### SET PROBLEM
Please lay out the lines of the material below as a numbered list, leaving out any blank lines and covering all of the material.

=======

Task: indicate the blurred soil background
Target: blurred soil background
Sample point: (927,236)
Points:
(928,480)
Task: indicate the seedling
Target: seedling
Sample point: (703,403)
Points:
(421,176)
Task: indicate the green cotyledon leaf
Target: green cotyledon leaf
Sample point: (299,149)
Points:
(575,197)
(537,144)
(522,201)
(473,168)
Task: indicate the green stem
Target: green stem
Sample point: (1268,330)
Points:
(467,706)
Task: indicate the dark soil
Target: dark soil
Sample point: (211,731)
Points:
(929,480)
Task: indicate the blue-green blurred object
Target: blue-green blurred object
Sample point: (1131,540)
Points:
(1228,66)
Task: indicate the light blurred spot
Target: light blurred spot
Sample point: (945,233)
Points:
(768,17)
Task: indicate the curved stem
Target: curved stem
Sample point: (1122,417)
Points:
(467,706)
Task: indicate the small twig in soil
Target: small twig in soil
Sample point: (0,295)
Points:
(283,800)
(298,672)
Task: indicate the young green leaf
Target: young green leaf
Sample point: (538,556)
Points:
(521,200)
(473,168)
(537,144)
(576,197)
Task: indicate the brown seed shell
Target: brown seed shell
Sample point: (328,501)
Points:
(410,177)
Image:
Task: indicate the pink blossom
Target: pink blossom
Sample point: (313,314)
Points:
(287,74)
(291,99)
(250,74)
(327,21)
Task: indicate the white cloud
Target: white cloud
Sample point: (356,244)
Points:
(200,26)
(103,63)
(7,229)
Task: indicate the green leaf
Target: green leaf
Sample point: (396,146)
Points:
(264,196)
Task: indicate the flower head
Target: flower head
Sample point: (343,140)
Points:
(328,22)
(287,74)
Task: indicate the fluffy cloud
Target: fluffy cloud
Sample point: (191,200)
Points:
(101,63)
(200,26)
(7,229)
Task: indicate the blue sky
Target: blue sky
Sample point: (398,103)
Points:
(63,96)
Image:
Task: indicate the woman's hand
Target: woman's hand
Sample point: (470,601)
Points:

=======

### COMPLETE RESPONSE
1. Task: indicate the blurred soil background
2. Target: blurred soil background
3. Sample point: (927,236)
4. Points:
5. (928,480)
6. Task: indicate the seedling
7. Target: seedling
8. Sample point: (703,403)
9. Points:
10. (421,176)
11. Task: indicate the green cotyledon leaf
12. Target: green cotyledon leaf
13. Sample point: (299,149)
14. Points:
15. (575,197)
16. (537,144)
17. (522,201)
18. (473,168)
19. Task: indicate the green stem
20. Target: green stem
21. Sample point: (1268,330)
22. Points:
23. (467,706)
24. Task: indicate the dark soil
25. Target: dark soil
26. Sample point: (211,731)
27. Points:
28. (929,480)
29. Task: indicate the blue-green blurred object
30. Target: blue-green blurred object
31. Sample point: (1131,540)
32. Points:
33. (1228,66)
34. Task: indicate the light blurred spot
35. Target: light blurred spot
36. Sample point: (945,233)
37. Points:
38. (768,17)
39. Task: indicate the curved stem
40. Target: curved stem
41. Sample point: (1122,417)
42. Points:
43. (467,706)
44. Task: indicate the small twig in soil
45. Target: small twig in soil
46. Sample point: (0,295)
47. Points:
48. (283,800)
49. (298,672)
50. Task: indicate the young green leaf
51. Target: young green leaf
52. Sample point: (538,556)
53. Points:
54. (521,200)
55. (473,168)
56. (537,144)
57. (576,197)
58. Task: indicate the brown seed shell
59. Target: brown seed shell
60. Sample point: (328,501)
61. Points:
62. (410,177)
63. Image:
64. Task: indicate the pink blossom
65. Target: pink blossom
66. Sample point: (313,314)
67. Points:
68. (287,74)
69. (291,99)
70. (250,74)
71. (327,21)
72. Task: indicate the white cloud
73. Target: white cloud
74. Sample point: (356,244)
75. Points:
76. (200,26)
77. (103,63)
78. (7,229)
79. Task: indicate the green leaf
80. Target: green leaf
81. Sample point: (396,146)
82. Points:
83. (264,196)
84. Task: indicate the flower head
85. Target: flower head
86. Sample point: (343,140)
87. Points:
88. (328,22)
89. (287,74)
90. Task: indicate the fluffy cloud
91. Target: fluffy cloud
92. Sample point: (191,200)
93. Points:
94. (101,63)
95. (200,26)
96. (7,229)
97. Task: indicate the blue sky
98. Target: blue sky
99. Sample point: (398,103)
100. Points:
101. (63,96)
102. Image:
103. Task: indicate the woman's hand
104. Target: woman's hand
105. Sample point: (470,601)
106. Points:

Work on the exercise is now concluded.